● **PROBLEM DETAILS**:
Word for word, please restate each record and pass over the pictures.

● **MATERIAL FOR THE TASK**:

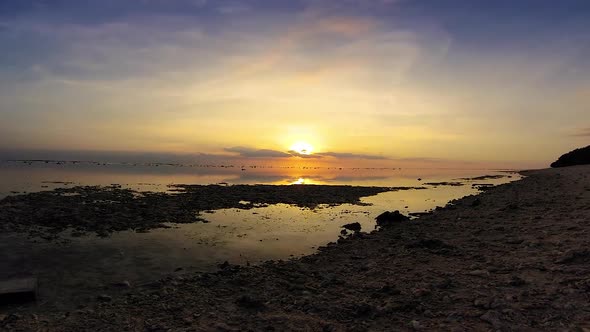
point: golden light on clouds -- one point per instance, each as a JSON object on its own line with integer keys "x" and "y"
{"x": 302, "y": 147}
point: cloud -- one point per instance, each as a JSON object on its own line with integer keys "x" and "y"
{"x": 348, "y": 155}
{"x": 302, "y": 155}
{"x": 582, "y": 132}
{"x": 257, "y": 153}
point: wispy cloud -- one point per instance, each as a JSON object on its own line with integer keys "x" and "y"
{"x": 257, "y": 153}
{"x": 582, "y": 132}
{"x": 347, "y": 155}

● **FINISHED EXERCISE**:
point: golden light on clouds -- one point per instance, each as a JSON object on its own line with integer keys "x" and "y"
{"x": 302, "y": 147}
point: cloud -- one point per instance, each as a JSON object on its own line with integer keys "x" and "y"
{"x": 348, "y": 155}
{"x": 302, "y": 155}
{"x": 582, "y": 132}
{"x": 257, "y": 153}
point: wispy cloud -- one point per instance, each as a JSON object on its own line with integer keys "x" and "y"
{"x": 257, "y": 153}
{"x": 582, "y": 132}
{"x": 347, "y": 155}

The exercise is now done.